=== EXERCISE DESCRIPTION ===
The answer must be an exact copy of the records, with every picture removed.

* * *

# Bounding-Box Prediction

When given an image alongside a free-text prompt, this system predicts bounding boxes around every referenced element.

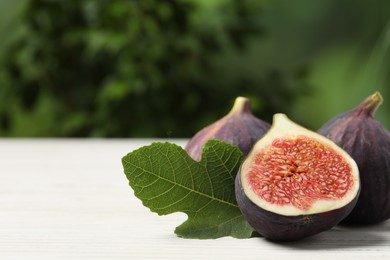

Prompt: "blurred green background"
[0,0,389,138]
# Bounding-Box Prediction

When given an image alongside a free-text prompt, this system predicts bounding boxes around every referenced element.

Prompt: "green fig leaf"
[122,140,255,239]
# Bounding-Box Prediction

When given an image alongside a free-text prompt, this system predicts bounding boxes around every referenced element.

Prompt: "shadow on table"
[263,221,390,250]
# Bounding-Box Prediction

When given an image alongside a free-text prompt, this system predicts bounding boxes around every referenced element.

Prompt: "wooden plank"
[0,139,389,259]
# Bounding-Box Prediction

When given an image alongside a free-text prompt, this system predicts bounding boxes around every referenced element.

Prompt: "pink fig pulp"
[236,114,360,241]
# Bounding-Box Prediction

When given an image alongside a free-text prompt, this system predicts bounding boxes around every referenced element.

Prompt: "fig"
[318,91,390,225]
[185,97,270,161]
[235,114,360,241]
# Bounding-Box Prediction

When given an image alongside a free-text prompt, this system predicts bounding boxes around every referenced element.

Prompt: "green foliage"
[4,0,389,137]
[0,0,309,137]
[122,140,254,239]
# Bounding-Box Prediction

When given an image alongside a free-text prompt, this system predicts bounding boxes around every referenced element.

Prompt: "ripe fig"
[318,91,390,225]
[235,114,360,241]
[185,97,270,161]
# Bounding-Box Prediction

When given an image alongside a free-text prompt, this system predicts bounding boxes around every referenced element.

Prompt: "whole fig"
[236,114,360,241]
[185,97,270,161]
[319,91,390,225]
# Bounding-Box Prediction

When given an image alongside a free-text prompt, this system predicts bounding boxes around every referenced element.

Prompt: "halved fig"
[235,114,360,241]
[185,97,270,161]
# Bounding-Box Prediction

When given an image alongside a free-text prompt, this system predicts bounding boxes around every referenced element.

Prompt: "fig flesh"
[185,97,270,161]
[319,91,390,225]
[236,114,360,241]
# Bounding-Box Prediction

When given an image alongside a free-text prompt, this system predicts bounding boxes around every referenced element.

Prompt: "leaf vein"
[125,161,238,208]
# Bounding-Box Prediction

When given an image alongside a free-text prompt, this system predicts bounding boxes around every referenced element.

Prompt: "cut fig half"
[235,114,360,241]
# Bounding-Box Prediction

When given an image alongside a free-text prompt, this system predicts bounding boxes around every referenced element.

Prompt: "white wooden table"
[1,139,390,259]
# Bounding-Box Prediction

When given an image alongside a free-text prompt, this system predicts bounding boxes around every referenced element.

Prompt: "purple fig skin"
[185,97,270,161]
[318,92,390,225]
[235,171,359,241]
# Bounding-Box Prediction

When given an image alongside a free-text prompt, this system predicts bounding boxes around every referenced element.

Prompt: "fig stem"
[229,97,252,115]
[358,91,383,116]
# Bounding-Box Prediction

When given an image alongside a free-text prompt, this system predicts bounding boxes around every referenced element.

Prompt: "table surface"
[1,139,390,259]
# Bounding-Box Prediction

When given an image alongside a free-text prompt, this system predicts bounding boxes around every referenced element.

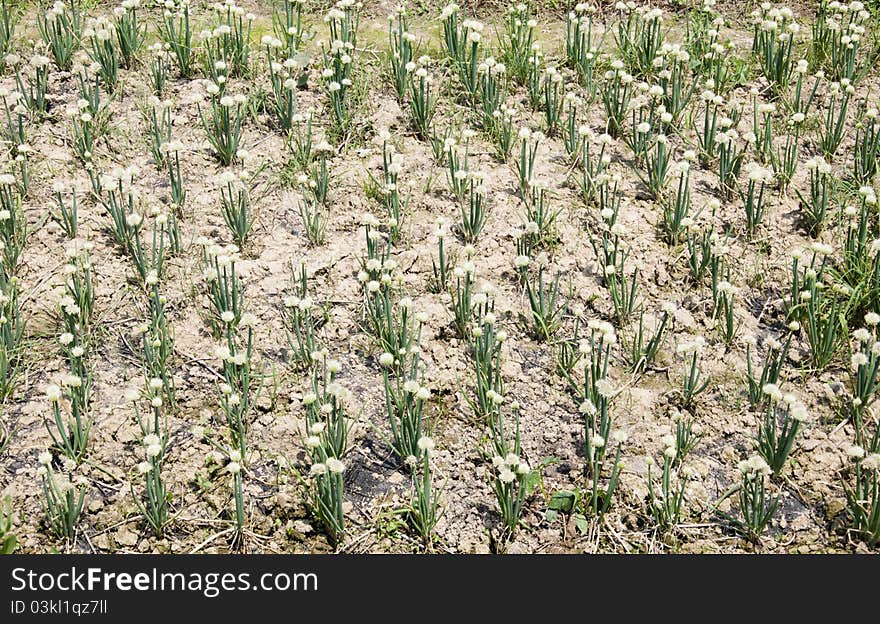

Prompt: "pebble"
[115,527,139,547]
[387,471,404,485]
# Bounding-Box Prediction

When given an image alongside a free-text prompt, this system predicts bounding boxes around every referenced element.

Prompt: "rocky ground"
[0,0,878,553]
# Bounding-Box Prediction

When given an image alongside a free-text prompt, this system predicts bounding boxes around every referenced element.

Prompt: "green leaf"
[522,457,558,496]
[294,54,311,87]
[548,490,578,513]
[573,514,589,535]
[522,470,542,496]
[545,509,559,523]
[536,456,560,469]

* * *

=== COMPLETED EXERCISE ===
# Bounding-Box Prediction

When given an image alongside a free-text prompt, this system predicts bounding boxes around every referenced element.


Prompt: "blurred green background"
[0,0,389,138]
# Bounding-Box Prediction

When given an image alongside a free-text prompt, this system predicts bounding boxes around every referenced element.

Prompt: "green fig leaf"
[122,140,255,239]
# Bounding-Box Prediction

When given an image alongside a free-text prompt, this system predicts bounding boxes around every referenced element.

Prompt: "shadow on table"
[263,221,390,250]
# Bounding-Box Prediction

When given an image alongside a free-text prompt, this system predicts bounding boxes around every referenced element.

Prompt: "wooden plank"
[0,139,389,259]
# Bounding-Box Prediction

When given an image alongside a free-text prompt, this system predicts bounding boxes around every referenced element.

Prompt: "pink fig pulp"
[236,114,360,241]
# Bounding-Box Prediction

When given an image alongside a free-text prompt, this system predicts bounding boxes around every referenced element.

Prompt: "fig"
[318,91,390,225]
[185,97,270,161]
[235,114,360,241]
# Bounding-Box Prediction

When given an image alongside a free-text prompt, this system predicts bounding boxes around every referenced element.

Prompt: "green foliage"
[4,0,389,137]
[0,0,309,137]
[122,140,254,239]
# Bounding-Box Prediction

When given an image alongside a free-text prompt, this system predicts bounding boxes around every referenced element.

Prompt: "ripe fig"
[318,91,390,225]
[235,114,360,241]
[185,97,270,161]
# Bounding-Box Prediction

When given an image alongside a free-text prompt, this system predicts bounding boxes around every referenced element.

Prompt: "whole fig"
[236,114,360,241]
[185,97,270,161]
[319,91,390,225]
# Bounding-Box Prediction

When given an image alongside a free-text prompt, this system predicts bounding boxes around every referenced element.

Prompt: "halved fig"
[235,114,360,241]
[185,97,270,161]
# Bounding-Box Prediction

When given an image alongside a free-text prompt, this system predicts bounding boxes around every referenced element.

Prompt: "fig flesh"
[185,97,270,161]
[319,91,390,225]
[236,114,360,241]
# Bounding-Box Prediction

When given an image alongside a free-text prompt, this system predicts bounding boxes around every referenced element.

Prompt: "leaf vein"
[125,161,238,208]
# Bounding-Box Prediction

When given an image alongside a free-text prompt, this system predicts bounding boxes around every referenced element.

Prompt: "cut fig half"
[235,114,360,241]
# Bounding-Box Prediction

When given an image alongside a free-text prompt, this system predicts bounding boxes around every referenced element.

Prompt: "white wooden table"
[1,139,390,259]
# Bounding-Box Prediction

When given an image alongside a free-text prompt, this system predicts bounding boxes around every referenced element.

Prompt: "purple fig skin"
[185,97,270,161]
[318,92,390,225]
[235,171,359,241]
# Bounding-Box Prediction

When given an image alongside a free-text prompt, this system predicts bounding boxes around every referenced element.

Prompt: "fig stem"
[229,97,252,115]
[358,91,383,116]
# Bounding-Box Prediction

When given an image alongside a free-text prompt, this system predicts bounding boxes around every referenced element.

Prompt: "table surface"
[1,139,390,259]
# Bounding-Box Prediction

When given an image alongside a free-text prompt, this system predicts bounding boxes around every referenced element.


Prompt: "pebble"
[115,527,139,547]
[387,471,404,485]
# Bounding-Box Prediction

When given an image alongside a free-text prompt, this system predicts bounding boxes around every referenced element.

Prompt: "rocky ground"
[0,0,878,553]
# Bounding-Box Prediction

When given an image alongside a free-text prompt, this system predicts bounding boxes around every referenced element.

Prompt: "green leaf"
[522,457,558,496]
[294,54,311,87]
[548,490,578,513]
[573,514,589,535]
[522,470,542,496]
[545,509,559,523]
[536,456,560,469]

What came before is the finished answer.